Document passage:
I cut my father out of my life a couple years ago and have not regretted it once. I wish I had been brave enough to do it decades ago.


----------



## GusPolinski

Damn. I need to call my Mama and tell her I love her.


----------



## Thundarr

It's okay to cut contact or limit contact with someone you love but who's also harmful to you.


----------



## sh987

imperfectworld said:


> I cut off my mother about 15 years ago and it has been great! Now that she is 84 I'm looking forward to news of the final cutoff. Not holding my breath though; nasty people have a way of outliving scores of nice folks.


It's only when you get a chance to breathe clean air that you realize how polluted it was previously. I hope it doesn't come to that with my mother, but after I had a chance to really look at things without the constant turmoil and drama, the decision was easier to make. 

It's in her hands, really.


----------



## MarriedDude

I am glad you have found some peace for yourself and your family. Together with your wife you get make the life and the world that you want for your children. You don't -nor ever will -need her to make good memories for your children. To create a happy life for them. 

I understand the need to cut yourself off from someone - having been the one cut-off. My mother hasn't been in my life since I was very young -I have no memories of her as a mother; no first day of school, no breakfast in bed when I was sick, no birthdays (not even birthday cards), no christmas mornings with her there, no cookies baking in the kitchen,...nothing. She traded me for a car, cash and a house. I have sons she has never met- my oldest is 24. The last time i saw her was the day I graduated from college...she was there for about 10 minutes. I found out later my dad had essentially...rented her / payed her to attend. He always wanted...and still does..want me to have some sort of relationship with her -probably because he had such a great and fulfilling relationship with his mother (she was a wonderful person).....I couldn't miss what I never had -nor want what I didn't understand the need for. I appreciate his effort though. 

Just because a woman gives birth to you doesn't mean she gets to have some wonderful special place in your life or heart. She has to earn that. You stay strong for your family -and keep the good boundaries you have created. You are a good man.


----------



## RayJakeman

Say this often to yourself: I and my family matter the most to me. Its a privilege to know us and I expect all relationships to be nurtured and cared for all the time by both parties. If anyone (including parents) do not abide by this then I will not continue the effort as hard as it is, I take the high ground for my new family who respects relationships.


----------



## sh987

MarriedDude said:


> I am glad you have found some peace for yourself and your family. Together with your wife you get make the life and the world that you want for your children. You don't -nor ever will -need her to make good memories for your children. To create a happy life for them.


What's sad about the entire things has been the reaction of our kids to all of this. Our son (16) hasn't asked about her, or to talk to her, visit or anything. A couple of times when my mother came up in conversation, our daughter (11) has said "We haven't seen Grandma in awhile" and that's about it.

And there's nothing strange about their reaction. My Mom never really much did anything with them, and never tried to spend time with them, or anybody else in our family. It was all about me. About 5 years ago, she asked if I would be willing to drop the kids off at church with her, but when around other people, all of a sudden, it was "Come here, my babies!"

Natural-language region descriptions
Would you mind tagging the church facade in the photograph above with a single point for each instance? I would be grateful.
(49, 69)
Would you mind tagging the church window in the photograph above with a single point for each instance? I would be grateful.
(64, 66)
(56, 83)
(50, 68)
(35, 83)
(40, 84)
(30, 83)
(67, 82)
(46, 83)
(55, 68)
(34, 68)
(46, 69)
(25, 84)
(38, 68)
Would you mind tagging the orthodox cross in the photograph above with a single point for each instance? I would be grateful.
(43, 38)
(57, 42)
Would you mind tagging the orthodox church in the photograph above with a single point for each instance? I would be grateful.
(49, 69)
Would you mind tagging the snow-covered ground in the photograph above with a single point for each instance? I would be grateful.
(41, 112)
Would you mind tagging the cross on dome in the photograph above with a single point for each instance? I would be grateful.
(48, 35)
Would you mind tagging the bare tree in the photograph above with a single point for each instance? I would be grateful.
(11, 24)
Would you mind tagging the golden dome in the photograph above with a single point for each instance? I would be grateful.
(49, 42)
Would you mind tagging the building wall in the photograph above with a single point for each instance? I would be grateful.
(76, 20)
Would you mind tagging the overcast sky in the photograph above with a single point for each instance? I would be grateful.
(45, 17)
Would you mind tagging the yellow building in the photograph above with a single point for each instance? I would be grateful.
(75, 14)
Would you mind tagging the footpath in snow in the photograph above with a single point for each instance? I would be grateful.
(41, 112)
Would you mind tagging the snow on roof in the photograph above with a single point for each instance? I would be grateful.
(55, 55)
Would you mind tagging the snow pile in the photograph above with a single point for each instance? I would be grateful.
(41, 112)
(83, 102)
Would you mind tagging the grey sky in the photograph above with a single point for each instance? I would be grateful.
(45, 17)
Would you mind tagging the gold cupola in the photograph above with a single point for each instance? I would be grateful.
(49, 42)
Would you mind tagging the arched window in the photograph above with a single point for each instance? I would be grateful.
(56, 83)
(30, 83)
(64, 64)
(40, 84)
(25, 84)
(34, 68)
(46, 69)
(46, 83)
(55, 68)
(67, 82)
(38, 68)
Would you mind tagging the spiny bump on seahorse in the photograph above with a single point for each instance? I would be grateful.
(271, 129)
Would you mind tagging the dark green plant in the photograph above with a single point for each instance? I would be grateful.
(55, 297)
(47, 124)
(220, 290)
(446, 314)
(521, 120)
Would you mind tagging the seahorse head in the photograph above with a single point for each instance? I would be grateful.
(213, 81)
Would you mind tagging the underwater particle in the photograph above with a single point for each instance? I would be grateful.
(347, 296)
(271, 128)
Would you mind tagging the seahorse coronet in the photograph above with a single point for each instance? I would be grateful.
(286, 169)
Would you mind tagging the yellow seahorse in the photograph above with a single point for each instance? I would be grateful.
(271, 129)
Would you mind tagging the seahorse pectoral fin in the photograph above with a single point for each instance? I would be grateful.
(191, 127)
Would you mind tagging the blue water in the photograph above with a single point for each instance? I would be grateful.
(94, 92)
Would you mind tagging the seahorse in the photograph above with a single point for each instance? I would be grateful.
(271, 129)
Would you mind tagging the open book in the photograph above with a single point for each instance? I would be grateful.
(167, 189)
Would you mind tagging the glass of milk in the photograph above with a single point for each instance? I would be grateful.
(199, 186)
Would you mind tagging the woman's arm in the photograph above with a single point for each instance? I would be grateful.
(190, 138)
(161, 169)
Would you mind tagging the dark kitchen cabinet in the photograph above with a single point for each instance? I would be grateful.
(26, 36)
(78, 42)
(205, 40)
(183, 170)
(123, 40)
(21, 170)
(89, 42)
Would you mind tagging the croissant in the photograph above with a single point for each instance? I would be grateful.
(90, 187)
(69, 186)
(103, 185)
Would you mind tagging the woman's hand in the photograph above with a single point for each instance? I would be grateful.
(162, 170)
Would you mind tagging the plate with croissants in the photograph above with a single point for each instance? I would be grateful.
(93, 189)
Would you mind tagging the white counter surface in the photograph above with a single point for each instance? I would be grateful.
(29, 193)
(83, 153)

What you will do:
1/ In the forum thread, what does MarriedDude say his mother traded him for?
2/ Reproduce the stretch of the forum thread from "Just because a" through "who respects relationships.".

Exercise answers:
1/ A car, cash and a house.

2/
Just because a woman gives birth to you doesn't mean she gets to have some wonderful special place in your life or heart. She has to earn that. You stay strong for your family -and keep the good boundaries you have created. You are a good man.


----------



## RayJakeman

Say this often to yourself: I and my family matter the most to me. Its a privilege to know us and I expect all relationships to be nurtured and cared for all the time by both parties. If anyone (including parents) do not abide by this then I will not continue the effort as hard as it is, I take the high ground for my new family who respects relationships.